Kemudian muncul lagi berita dari www.footballchannel.asia, tiga pemain timnas U-23 menerima undangan trial dari beberapa klub Jepang. Evan Dimas, Adam Alis, dan Hansamu Yama Pranata akan mengikuti jejak Andik Vermansyah, Syakir Sulaiman, Irfan Bachdim dan Stefano Lilipaly mengikuti trial di Jepang. Hanya Irfan Bachdim yang bertahan mendapatkan kontrak di Ventforet Kofu dan kali ini di Consadole Sapporo. Stefano Lilipaly hanya menjalani semusim bersama Consadole Sapporo.


Akhir tahun 2014 tiga pesepakbola muda juga pernah mengikuti trial bersama Jubilo Iwata U-18. Syamsir Alam, Gavin Kwan Adsit dan Ryuji Utomo. Gavin termasuk pesepakbola dengan jiwa petualang. Ia pernah bersama CFR Cluj Rumania, TSV Niendofer Jerman, sempat pula menjalani trial di FC Tokyo pertengahan 2014. Musim ini ia membela Mitra Kukar, sayang kompetisi keburu dibubarkan sebelum aksinya bisa dinikmati lebih jauh.

Petualang. Kata tersebut mengingatkan kepada sosok Arthur Irawan yang sedang bermain untuk Waasland-beveren Belgia. Mulai dari Lytham Town Inggris,  Espanyol B hingga Malaga B pernah pemuda ini jajal meskipun untuk ditimnas ia lebih sering gagal lolos seleksi.


Tiba - tiba saya jadi ingat tarkam. Bukanlah sebuah bentuk petualangan, meskipun seorang pemain berlevel nasional rela bermain dilapangan ala kadarnya dengan resiko cedera tinggi didaerah - daerah. Tarkam adalah sebuah bentuk penghasilan sampingan yang tengah naik daun digembar - gemborkan ditengah penghentian kompetisi resmi menjadi perlambang derita pemain karena mereka harus mengais pendapatan hingga ke pelosok, meskipun ketika kompetisi berjalan lancar musim - musim lalu pun banyak pemain ikutan tarkam bahkan ditengah kompetisi.

### [INSTRUKSI TUGAS]
Lanjutkan tulisan tentang petualangan pesepak bola muda Indonesia dan fenomena tarkam, dimulai setelah kalimat terakhirnya. Data merupakan bahan tersendiri dan bukan bagian dari kutipan tersebut.

### [DATA EKSTRAKSI]
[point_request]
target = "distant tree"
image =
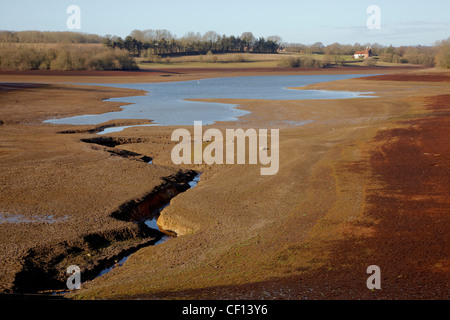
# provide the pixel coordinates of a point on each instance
(247, 40)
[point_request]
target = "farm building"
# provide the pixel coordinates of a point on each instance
(363, 54)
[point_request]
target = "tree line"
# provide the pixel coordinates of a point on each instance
(162, 43)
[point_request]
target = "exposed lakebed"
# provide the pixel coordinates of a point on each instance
(167, 103)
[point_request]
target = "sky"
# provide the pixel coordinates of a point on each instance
(401, 22)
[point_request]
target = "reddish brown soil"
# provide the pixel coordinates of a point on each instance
(407, 209)
(184, 70)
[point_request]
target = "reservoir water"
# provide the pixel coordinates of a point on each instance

### [JAWABAN TERTULIS]
Pemain - pemain Indonesia masih belum banyak yang mempunyai pemikiran untuk bertualang. Kebanyakan hanya berpindah - pindah klub setiap musim Liga Indonesia berganti. Jika diurutkan para pemain yang pernah berkarir di luar negeri dari tahun 90an rasanya jumlahnya tidak akan mencapai 50 pemain.

Mereka yang berstatus pernah adalah Bima Sakti, Kurnia Sandi, Kurniawan Dwi Yulianto, Rochi Putiray, Elie Aiboy, Bambang Pamungkas, Budi Santoso, Ponaryo Astaman, Hamka Hamzah, Patrich Wanggai, Yandi Sofyan, Alfin Tuasalamony, Manahati Lestusen, Gavin Kwan Adsit, Victor Igbonefo, Stefano Lilipaly.

Mereka yang berstatus masih Irfan Bachdim, Sergio Van Dijk, Andik Vermansyah, Dedi Gusmawan, Greg Nwokolo, Arthur Irawan, Yussa Nugraha (Feyenoord C1).


Mungkin ada yang terlewat. Terutama para pemain naturalisasi yang memang tidak dimasukkan seperti Joey Suk, Ruben Wuarbanaran. 

Baru kemudian kita mendengar Ahmad Jufriyanto, M. Taufiq dan Dedi Kusnandar menyatakan ingin bermain diluar negeri ditengah kondisi sepakbola yang carut marut. Perlukah menunggu kompetisi dalam negeri dihentikan agar para pemain mempunyai jiwa petualang?

Lantas apa pentingnya mempunyai keinginan untuk bertualang ke negeri orang? Bukankah kita diajarkan istilah hujan batu di negeri sendiri lebih baik dari hujan emas dinegeri orang? Mungkin kalau batunya batu akik ukuran cincin yang sekali jual harganya jutaan tentulah istilah ini bisa berlaku, tetapi ketika trend batu akik sudah sepi apakah masih berlaku? Karena para pemain lama dalam usaha batu pun klien nya kebanyakan dari luar negeri, nah lho!!.

Jika dilihat dari kacamata timnas, maka kebutuhan para pemain dengan jiwa petualang ini sangatlah tinggi. Sudah seringkali kita melihat mental bertanding timnas dengan kepala tertunduk ketika harus bertemu lawan bertubuh tinggi, garis wajah beda, dan warna kulit berbeda.

Sering juga kita mendengar bahwa kurikulum sepakbola Indonesia sudah ketinggalan. Pelatih timnas sering dipusingkan karena ketika pelatnas dilaksanakan hal yang seharusnya sudah tidak perlu dilatih lagi seperti skill menahan bola terpaksa dijadikan agenda latihan. Selama itu terdengar selama itu pula PSSI tidak memodernkan kurikulum sepakbola Indonesia. VO2 max pemain kita rendah dan selalu membuat pelatih timnas kewalahan, namun selama itu pula tidak ada gagasan untuk meningkatkan fisik dan stamina  pemain.

Infrastruktur sepakbola kita sudah tertinggal. Tidak semua pemain di Indonesia merasakan bermain dilapangan yang rata, rumput terawat, membuat bola mulus melaju. Verifikasi dilakukan setiap Liga Indonesia akan berlangsung tapi selama itu pula tidak ada perubahan berarti.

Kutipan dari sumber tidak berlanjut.